_DOCUMENT EXTRACT_:
+++
G.K. Chesterton as Judge in the Trial of John Jasper
G.K. Chesterton as Judge in the Trial of John Jasper

As if that’s not cool enough, no less a personage than the great Sherlock Holmes himself finally solved The Mystery of Edwin Drood, as reported by Harry B. Smith in 1942.

Okay, but back to ghosts for a moment. T.P. James was not the only medium to publish a work putatively received from a famous author after death. Hester Travers Smith brought out Oscar Wilde from Purgatory: Psychic Messages in 1926. Mark Twain’s spirit came to Emily Grant Hutchings in 1917 and communicated a novel called Jap Herron (which Clemens’ daughter deplored and successfully sued to have destroyed) and then to Mildred Swanson, who published their conversations-across-the-veil as God Bless U, Daughter.

But this post is not going where you might think it is, and I need to remind myself this blog is about Charles Williams, not Charles Dickens. Perhaps surprisingly, Williams did not jump on the spiritualist train to meet Dickens in the afterlife. Instead, he joined another, more respectable tradition: that of scholarly investigation into evidence about how Dickens might have finished the book had he lived to do so.
+++
_REQUESTS_:
(a) In the passage on Edwin Drood, what title did Mildred Swanson give to her published conversations with Mark Twain's spirit?
(b) Carry on the passage on Edwin Drood, starting right after its final sentence.
The data that comes next is separate material, unrelated to the passage on Edwin Drood.

(Records from a collection)
+++
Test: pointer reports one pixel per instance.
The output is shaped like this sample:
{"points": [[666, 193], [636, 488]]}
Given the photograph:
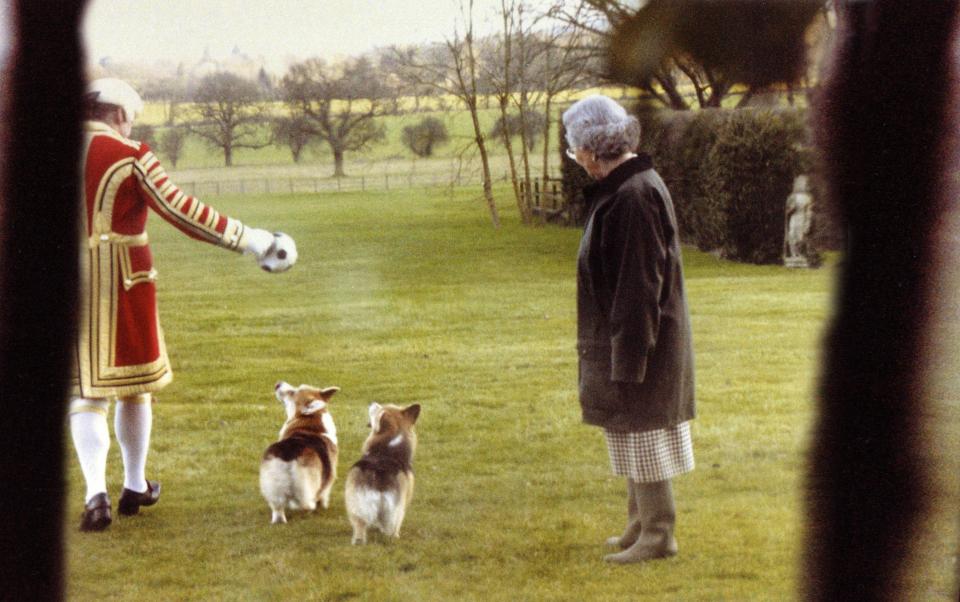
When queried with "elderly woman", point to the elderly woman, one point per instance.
{"points": [[633, 325]]}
+++
_RESULTS FOR THE EXERCISE_:
(a) God Bless U, Daughter

(b)
In 1924, Oxford World’s Classics issued a charming little hardback edition of The Mystery of Edwin Drood “With a Supplementary Note by CHARLES WILLIAMS,” shown here with my small Penelope-cat for purposes of scale. After the text of the novel, Williams provides a ten-page survey of scholarship on Edwin Drood. It is remarkably professional, written in a clearer style than he’s usually known for, and does not stray into the bizarre nooks and crannies of this fascinating field. Instead, with admirable lucidity and logic, Williams lays out the points in the case–both the case of Edwin Drood and the case of Edwin Drood–articulating the problems created by the novel’s unfinished state and then surveying solutions provided by various scholars. The plain prose and matter-of-fact style are unusual for Williams, and it’s good to see him at work in his day job, producing a piece of professional writing far removed from his avocational passions of pursuing strange spiritual byways–especially when he could have done so, given the oddities with which I began this post.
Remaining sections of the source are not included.